▸ What you are asked to do: Transcribe, word for word, the line containing "If you could tag each instance of the van windshield" and each line following it through the end of the listing below. Omit all other lines.

[Labeled-object pointing entries]
* * * * * * * * *

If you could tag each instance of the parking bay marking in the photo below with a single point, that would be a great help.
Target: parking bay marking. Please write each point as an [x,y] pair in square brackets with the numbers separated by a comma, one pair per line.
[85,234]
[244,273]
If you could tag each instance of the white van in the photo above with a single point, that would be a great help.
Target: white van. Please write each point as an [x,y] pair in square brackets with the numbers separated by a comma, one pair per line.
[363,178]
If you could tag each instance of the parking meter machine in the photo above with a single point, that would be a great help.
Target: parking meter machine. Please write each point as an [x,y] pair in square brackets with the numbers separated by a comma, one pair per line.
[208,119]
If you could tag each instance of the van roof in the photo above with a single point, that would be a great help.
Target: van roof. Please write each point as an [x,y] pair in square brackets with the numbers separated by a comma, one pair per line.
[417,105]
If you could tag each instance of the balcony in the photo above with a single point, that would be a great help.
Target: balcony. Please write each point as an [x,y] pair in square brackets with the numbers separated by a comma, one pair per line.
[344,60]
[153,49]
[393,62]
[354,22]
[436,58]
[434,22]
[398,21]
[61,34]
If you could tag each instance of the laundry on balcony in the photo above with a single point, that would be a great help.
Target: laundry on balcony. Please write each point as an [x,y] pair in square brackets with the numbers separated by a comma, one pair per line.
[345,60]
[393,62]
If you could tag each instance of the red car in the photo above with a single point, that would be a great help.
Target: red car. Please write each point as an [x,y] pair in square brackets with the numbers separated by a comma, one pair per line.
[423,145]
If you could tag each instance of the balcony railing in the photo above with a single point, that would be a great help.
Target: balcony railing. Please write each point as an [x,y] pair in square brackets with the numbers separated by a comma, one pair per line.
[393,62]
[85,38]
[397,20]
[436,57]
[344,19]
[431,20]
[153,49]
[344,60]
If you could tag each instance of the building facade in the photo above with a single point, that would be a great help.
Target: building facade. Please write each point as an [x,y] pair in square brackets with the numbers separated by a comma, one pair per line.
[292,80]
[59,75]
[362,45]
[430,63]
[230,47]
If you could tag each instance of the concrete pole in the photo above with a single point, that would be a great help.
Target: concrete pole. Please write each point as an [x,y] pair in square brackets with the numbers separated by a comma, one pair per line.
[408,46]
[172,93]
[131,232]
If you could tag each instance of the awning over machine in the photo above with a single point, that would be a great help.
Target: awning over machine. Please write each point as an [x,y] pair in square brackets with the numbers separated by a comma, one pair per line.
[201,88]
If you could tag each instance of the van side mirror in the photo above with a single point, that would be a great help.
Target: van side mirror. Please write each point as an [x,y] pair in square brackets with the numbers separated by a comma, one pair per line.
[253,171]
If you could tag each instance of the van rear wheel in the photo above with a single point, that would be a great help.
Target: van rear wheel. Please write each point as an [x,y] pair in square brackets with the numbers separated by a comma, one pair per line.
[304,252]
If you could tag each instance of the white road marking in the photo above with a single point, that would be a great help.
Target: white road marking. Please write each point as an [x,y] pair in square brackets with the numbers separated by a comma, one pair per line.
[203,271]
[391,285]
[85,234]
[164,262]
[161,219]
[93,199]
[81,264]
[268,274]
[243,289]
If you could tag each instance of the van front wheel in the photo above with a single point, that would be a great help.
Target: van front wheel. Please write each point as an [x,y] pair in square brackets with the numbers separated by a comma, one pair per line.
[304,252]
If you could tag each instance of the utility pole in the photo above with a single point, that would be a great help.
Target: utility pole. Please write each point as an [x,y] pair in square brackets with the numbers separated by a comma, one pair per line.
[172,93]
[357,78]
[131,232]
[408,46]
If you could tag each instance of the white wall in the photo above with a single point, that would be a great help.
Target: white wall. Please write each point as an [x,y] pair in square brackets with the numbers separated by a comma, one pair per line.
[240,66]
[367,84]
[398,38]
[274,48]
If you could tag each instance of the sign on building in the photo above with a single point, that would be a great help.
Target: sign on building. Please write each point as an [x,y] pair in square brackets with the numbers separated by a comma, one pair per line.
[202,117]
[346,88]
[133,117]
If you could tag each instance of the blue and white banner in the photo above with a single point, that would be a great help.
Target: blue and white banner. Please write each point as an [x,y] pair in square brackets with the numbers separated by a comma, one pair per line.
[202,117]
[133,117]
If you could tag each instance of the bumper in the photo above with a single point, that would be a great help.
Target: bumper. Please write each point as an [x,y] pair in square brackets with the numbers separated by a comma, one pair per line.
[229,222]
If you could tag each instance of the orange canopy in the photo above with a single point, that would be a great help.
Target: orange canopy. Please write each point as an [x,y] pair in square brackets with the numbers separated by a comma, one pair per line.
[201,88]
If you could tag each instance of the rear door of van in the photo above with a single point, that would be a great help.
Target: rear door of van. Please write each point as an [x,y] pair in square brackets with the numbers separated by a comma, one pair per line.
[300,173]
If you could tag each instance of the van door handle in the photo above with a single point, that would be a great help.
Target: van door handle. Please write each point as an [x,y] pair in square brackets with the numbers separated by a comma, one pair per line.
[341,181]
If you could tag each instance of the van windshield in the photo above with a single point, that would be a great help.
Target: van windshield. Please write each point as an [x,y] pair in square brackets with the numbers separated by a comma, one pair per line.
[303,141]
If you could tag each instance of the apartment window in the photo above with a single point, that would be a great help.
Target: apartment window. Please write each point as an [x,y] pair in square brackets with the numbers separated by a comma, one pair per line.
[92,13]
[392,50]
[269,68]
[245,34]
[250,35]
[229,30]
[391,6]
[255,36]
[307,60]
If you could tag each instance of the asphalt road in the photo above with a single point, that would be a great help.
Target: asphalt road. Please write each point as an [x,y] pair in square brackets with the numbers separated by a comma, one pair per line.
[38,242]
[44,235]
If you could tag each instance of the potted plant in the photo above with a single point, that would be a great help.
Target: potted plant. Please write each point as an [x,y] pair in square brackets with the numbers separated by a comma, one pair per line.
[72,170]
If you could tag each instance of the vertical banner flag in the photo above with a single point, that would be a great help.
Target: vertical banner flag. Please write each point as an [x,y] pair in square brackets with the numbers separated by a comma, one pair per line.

* * * * * * * * *

▸ Result:
If you could tag each instance of the van windshield in the photo above with a single point, that would be a great help.
Target: van windshield. Please write each point as an [x,y] pair in square brackets with the numbers separated by a comma, one pair per line.
[303,141]
If you could tag each instance of the apartment window in the photo above with a single point, that would be a great help.
Target: apartment window. Please write each point as an [x,y] pair in square brackets with the numbers separated by a comma, one pair per line.
[92,13]
[392,50]
[269,68]
[245,34]
[250,35]
[229,30]
[391,6]
[255,36]
[307,60]
If you could tag each instance of the asphalt road in the photo above with a single point, that would be a great help.
Target: asphalt road. Please write each point as an [x,y] pair in square brackets with the numbers separated by a comma, one pair per line.
[38,242]
[44,235]
If you could tag each instance of the potted plant in the photo above with a single point, that would be a great help.
Target: potted plant. Please write each point as an [x,y] pair in square brackets with the numbers separated by a comma, one pair per line.
[72,170]
If you could tag each instance of the vertical banner flag in the photo above with a single point, that would be a great help.
Target: vertical banner flag. Please write each point as an [x,y] pair in square brackets with the numbers separated by a comma, one pair per line.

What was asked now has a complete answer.